* **STORED DATA**
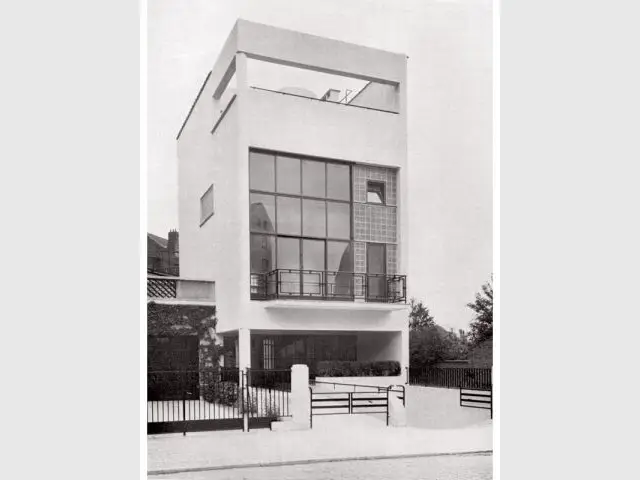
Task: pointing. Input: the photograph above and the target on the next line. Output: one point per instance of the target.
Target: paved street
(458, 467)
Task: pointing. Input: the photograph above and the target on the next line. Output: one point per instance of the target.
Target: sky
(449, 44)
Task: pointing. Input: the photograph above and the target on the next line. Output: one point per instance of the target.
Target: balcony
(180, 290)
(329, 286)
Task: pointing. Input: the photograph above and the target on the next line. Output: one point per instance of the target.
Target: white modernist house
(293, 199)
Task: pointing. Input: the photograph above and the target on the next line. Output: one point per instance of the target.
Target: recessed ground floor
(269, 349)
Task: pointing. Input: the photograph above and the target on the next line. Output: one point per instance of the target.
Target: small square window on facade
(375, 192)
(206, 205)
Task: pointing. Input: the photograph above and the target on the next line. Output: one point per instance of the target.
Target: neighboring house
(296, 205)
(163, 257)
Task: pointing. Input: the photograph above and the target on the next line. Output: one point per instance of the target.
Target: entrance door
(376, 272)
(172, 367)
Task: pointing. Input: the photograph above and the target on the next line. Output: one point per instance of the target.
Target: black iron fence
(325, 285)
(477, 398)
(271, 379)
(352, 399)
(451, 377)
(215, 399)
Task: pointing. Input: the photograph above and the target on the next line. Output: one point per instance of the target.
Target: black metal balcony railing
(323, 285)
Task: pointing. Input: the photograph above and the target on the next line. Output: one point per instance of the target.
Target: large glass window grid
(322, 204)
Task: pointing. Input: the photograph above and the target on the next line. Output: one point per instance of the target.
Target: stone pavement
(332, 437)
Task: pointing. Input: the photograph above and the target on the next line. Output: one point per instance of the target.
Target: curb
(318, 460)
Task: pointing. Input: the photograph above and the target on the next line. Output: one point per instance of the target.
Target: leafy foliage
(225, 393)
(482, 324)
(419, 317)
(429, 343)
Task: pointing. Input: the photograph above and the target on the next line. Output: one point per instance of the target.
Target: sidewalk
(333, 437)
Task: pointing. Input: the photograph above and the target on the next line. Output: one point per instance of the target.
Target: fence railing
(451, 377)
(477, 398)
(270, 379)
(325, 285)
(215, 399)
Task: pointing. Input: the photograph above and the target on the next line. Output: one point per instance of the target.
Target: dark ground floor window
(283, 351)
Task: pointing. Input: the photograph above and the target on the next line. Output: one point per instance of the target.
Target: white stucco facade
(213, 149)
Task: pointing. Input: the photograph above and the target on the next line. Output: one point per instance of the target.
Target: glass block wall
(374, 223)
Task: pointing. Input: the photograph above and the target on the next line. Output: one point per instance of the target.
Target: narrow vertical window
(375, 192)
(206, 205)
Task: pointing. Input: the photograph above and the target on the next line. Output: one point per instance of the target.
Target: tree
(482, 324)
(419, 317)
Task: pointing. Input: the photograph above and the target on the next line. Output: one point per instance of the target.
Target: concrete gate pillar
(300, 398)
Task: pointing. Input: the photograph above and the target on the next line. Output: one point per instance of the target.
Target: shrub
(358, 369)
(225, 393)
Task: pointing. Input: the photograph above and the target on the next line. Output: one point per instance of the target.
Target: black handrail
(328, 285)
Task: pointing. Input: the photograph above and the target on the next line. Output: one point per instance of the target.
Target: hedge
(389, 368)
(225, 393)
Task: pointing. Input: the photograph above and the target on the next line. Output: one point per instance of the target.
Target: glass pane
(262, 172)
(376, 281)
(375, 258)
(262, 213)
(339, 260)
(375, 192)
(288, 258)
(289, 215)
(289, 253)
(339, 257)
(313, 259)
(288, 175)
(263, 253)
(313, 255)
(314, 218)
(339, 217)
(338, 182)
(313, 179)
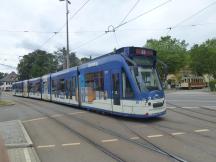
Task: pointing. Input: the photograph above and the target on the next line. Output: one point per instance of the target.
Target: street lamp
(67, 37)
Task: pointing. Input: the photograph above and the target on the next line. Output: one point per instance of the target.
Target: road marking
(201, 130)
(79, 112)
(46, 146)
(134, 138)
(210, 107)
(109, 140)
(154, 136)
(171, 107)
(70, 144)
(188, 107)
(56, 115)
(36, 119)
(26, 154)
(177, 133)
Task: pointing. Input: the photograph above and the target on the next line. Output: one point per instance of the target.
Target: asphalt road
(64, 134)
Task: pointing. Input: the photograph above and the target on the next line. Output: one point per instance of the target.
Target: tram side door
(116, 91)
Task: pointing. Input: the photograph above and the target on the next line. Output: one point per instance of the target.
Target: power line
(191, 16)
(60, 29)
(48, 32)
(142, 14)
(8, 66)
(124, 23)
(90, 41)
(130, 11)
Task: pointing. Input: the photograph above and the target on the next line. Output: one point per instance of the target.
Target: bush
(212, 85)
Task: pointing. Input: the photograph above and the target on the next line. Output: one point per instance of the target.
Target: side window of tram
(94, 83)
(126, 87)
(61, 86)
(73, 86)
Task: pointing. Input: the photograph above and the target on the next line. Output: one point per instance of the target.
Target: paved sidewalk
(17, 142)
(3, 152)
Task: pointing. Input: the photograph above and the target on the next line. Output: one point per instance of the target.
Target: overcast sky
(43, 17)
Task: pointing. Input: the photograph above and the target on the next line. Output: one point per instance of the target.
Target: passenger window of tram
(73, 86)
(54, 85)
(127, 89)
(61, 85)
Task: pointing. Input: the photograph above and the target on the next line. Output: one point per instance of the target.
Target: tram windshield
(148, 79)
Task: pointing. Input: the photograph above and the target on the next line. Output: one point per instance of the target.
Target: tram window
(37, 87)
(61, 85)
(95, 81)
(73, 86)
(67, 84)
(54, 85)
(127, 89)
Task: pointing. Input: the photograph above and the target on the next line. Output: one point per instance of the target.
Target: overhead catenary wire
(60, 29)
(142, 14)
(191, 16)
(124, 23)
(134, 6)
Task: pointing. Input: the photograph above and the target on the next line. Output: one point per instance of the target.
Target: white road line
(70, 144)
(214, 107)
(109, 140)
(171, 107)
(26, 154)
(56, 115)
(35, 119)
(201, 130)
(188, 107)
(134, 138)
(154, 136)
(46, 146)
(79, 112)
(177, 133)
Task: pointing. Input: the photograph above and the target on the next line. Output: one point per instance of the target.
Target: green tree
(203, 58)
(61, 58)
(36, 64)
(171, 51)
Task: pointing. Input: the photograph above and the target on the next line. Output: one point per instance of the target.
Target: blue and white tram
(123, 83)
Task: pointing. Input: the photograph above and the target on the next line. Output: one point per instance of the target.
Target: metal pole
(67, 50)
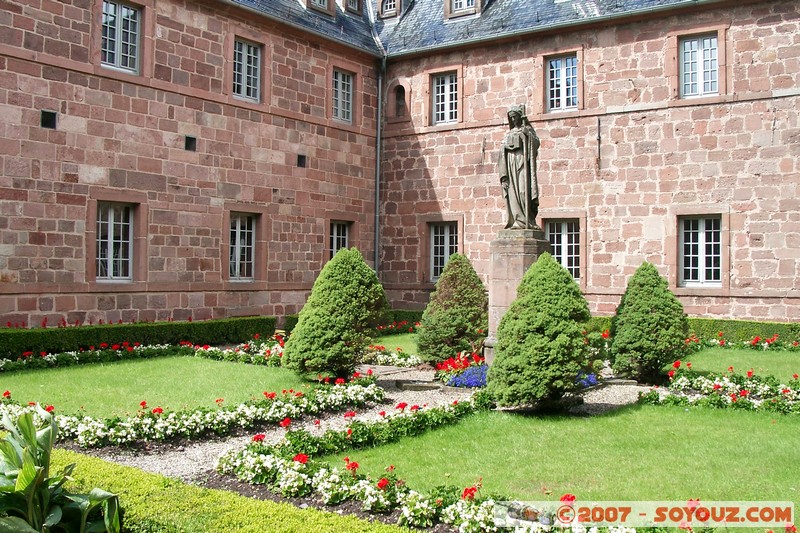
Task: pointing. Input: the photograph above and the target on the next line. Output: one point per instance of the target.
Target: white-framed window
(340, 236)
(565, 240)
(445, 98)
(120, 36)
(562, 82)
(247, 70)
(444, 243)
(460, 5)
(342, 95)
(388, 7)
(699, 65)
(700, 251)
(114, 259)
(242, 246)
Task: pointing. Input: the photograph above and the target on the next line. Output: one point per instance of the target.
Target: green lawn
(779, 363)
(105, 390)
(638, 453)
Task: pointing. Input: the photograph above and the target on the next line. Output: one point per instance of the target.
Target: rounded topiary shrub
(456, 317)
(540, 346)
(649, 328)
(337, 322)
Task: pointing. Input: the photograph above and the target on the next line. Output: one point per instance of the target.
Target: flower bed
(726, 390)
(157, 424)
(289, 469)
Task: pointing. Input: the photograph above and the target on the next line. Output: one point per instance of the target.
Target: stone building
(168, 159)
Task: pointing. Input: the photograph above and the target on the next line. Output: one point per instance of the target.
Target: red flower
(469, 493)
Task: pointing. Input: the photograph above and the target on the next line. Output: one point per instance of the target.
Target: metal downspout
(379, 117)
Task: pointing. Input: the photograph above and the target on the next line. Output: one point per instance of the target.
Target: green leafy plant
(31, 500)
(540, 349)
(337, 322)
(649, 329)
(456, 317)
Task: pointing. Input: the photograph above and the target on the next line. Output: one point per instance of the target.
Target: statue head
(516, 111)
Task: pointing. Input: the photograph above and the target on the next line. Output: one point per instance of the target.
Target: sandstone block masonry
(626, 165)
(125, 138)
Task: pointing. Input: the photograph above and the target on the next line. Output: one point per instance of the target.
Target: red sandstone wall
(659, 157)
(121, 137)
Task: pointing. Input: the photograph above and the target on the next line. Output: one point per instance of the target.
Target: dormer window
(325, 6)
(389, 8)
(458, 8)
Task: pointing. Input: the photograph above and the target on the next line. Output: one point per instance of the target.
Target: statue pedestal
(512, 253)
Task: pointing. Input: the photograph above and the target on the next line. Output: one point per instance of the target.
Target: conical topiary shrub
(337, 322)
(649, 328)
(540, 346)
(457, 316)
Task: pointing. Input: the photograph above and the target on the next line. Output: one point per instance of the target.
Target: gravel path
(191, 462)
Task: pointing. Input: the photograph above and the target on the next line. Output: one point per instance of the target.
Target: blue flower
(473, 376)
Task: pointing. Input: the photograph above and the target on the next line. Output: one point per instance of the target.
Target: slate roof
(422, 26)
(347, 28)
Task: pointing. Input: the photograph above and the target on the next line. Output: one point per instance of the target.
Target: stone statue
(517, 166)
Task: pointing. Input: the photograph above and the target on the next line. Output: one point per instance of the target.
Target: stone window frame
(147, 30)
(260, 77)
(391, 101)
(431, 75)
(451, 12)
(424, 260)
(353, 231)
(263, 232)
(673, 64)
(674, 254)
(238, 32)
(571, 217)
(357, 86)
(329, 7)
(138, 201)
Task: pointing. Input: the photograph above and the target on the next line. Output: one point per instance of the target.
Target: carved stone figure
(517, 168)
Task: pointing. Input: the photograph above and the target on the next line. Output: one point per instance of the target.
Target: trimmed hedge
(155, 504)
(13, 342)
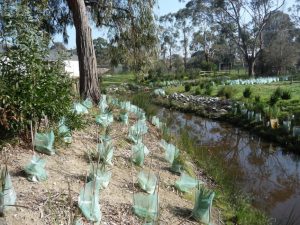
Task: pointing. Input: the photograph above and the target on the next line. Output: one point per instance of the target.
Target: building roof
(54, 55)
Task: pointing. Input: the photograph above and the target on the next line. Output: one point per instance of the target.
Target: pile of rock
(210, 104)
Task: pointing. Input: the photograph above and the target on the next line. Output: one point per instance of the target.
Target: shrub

* **ASSIGNMENT**
Beginning with the line where "Target: stone statue" appears, reproduce every remaining line of the listing above, the last one included, but none of the pictures.

* **RESPONSE**
Target: stone statue
(517, 166)
Task: pointing. Input: the photograph above and the target on the next line. Output: one point per instance of the target.
Target: stone window frame
(147, 30)
(260, 77)
(391, 101)
(431, 75)
(451, 12)
(424, 260)
(353, 231)
(263, 232)
(673, 64)
(674, 254)
(238, 32)
(571, 217)
(357, 86)
(329, 7)
(138, 201)
Task: pointing. Input: the photograph above and the target on the next line. Output: one point per instance of the target.
Target: carved stone figure
(517, 168)
Task: pointing. Input: the photograph above and the target on the next line. Output: one point per instance of the target.
Target: trimmed hedge
(155, 504)
(13, 342)
Task: pointing. Input: the photograph above and the target on the next line. Output: one point per instance of the target.
Target: building roof
(54, 55)
Task: pointing. Input: the photograph above and the target on the next line. Output: one point per instance of the target.
Target: pile of rock
(210, 104)
Task: pointing. Input: the photograph above and the target on the next line. Output: one point per instance of the target.
Target: shrub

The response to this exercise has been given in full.